§ **RECORD EXTRACTS**:
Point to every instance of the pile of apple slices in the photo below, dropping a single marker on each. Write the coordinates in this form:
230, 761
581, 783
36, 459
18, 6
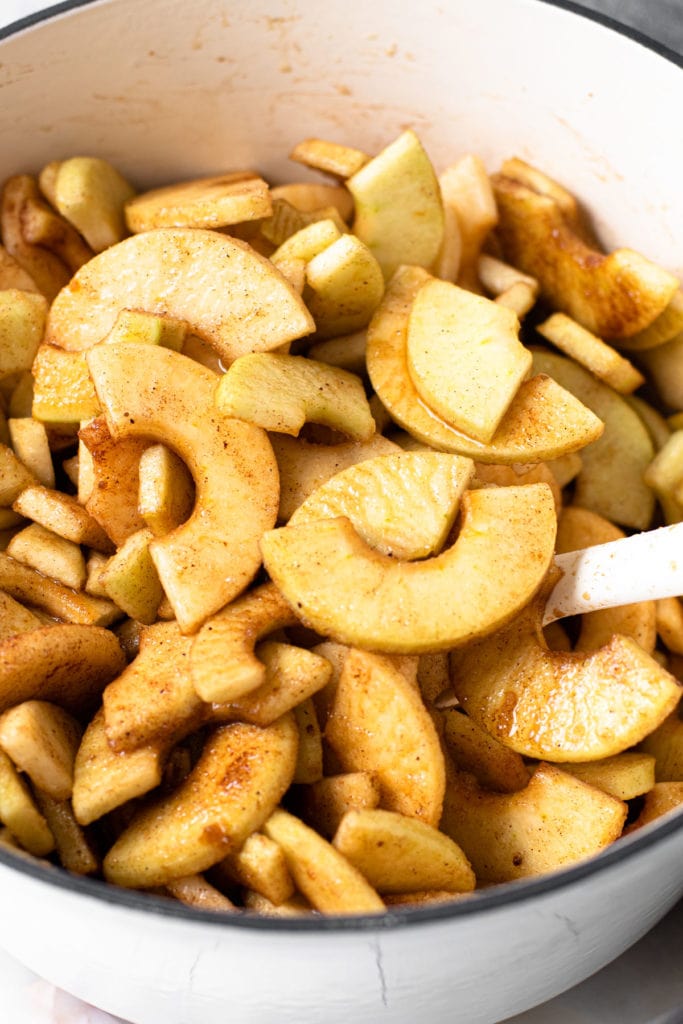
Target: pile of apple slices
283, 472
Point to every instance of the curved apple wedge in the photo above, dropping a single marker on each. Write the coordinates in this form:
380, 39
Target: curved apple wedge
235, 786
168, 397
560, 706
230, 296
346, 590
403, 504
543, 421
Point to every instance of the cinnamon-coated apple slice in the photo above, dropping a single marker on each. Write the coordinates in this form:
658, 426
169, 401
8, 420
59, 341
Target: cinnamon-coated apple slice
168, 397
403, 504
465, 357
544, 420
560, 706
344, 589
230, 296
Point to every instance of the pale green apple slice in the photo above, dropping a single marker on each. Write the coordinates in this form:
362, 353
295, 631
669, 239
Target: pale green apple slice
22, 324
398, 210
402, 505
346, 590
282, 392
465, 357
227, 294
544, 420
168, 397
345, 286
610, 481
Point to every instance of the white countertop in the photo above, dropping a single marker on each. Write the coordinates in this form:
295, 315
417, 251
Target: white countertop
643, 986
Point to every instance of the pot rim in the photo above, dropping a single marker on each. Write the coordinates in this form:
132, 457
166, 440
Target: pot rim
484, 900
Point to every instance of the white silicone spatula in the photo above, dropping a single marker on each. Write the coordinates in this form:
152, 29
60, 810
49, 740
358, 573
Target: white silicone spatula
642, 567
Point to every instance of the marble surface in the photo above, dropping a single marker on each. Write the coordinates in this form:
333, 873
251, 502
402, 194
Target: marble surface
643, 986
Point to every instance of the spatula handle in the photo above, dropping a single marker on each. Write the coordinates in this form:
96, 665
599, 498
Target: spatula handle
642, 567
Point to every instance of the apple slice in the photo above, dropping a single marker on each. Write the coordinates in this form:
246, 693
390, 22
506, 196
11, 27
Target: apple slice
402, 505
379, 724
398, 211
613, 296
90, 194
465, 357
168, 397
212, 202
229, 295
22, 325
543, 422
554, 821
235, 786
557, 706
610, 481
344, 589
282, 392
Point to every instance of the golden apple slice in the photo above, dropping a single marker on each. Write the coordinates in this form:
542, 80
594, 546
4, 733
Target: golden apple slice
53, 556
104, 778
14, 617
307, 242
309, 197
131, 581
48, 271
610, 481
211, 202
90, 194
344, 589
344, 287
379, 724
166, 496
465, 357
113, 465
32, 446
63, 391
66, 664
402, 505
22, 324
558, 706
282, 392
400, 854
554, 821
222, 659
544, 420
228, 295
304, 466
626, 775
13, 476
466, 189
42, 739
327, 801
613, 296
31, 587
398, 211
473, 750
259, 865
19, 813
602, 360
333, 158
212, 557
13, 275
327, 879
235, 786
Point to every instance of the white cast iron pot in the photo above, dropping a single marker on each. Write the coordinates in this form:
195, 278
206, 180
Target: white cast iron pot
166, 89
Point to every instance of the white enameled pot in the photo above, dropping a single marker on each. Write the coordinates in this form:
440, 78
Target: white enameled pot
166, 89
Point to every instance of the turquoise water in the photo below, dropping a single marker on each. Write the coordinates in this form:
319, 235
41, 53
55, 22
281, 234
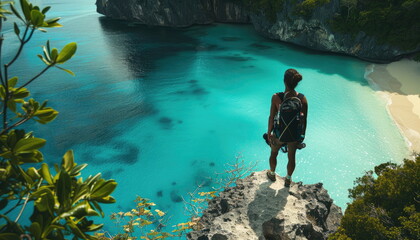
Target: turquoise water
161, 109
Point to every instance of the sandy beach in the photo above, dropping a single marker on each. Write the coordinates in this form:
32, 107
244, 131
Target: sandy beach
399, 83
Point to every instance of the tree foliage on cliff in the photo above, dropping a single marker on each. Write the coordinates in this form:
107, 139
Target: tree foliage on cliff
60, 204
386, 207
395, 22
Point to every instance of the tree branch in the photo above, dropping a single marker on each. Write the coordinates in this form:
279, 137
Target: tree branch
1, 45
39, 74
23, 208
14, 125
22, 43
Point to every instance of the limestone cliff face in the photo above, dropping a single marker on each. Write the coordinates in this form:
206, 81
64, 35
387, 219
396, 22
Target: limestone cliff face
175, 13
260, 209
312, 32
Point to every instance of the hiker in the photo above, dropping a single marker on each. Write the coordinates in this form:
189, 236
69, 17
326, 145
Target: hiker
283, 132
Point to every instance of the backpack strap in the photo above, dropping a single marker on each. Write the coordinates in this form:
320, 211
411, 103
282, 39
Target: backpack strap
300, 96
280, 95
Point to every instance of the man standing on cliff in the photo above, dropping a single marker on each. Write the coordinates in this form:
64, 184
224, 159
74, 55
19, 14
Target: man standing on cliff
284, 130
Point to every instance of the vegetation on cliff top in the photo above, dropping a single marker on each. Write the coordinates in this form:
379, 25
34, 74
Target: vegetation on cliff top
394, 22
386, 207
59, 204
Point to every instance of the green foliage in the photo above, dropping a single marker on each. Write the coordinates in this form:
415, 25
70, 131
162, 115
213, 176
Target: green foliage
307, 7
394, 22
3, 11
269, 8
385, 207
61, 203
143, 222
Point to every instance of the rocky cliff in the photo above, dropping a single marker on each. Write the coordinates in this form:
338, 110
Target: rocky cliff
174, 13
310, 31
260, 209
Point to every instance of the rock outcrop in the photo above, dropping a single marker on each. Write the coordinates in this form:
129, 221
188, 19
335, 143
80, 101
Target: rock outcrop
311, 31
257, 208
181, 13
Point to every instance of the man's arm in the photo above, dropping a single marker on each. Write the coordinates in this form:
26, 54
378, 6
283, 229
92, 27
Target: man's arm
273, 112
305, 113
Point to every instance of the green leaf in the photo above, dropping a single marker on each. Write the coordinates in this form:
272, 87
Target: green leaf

§ **ABOUT THIS TASK**: A single figure must be given: how many lines of the records above include the string "leaf".

§ **REPLY**: 2